## [DO THIS]
Retype every line of the records below, character for character, with nothing changed.

Records from a data collection:
....

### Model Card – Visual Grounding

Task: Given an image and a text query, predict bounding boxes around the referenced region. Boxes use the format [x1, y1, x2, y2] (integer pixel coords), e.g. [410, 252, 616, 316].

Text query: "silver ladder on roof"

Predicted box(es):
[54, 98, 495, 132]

....

## [OUTPUT FOR THIS EXERCISE]
### Model Card – Visual Grounding

Task: Given an image and a text query, predict bounding boxes around the referenced region. Boxes use the format [x1, y1, x2, y2] (integer pixel coords), e.g. [410, 252, 616, 316].

Text query: "silver ladder on roof"

Predicted box(es):
[54, 98, 495, 132]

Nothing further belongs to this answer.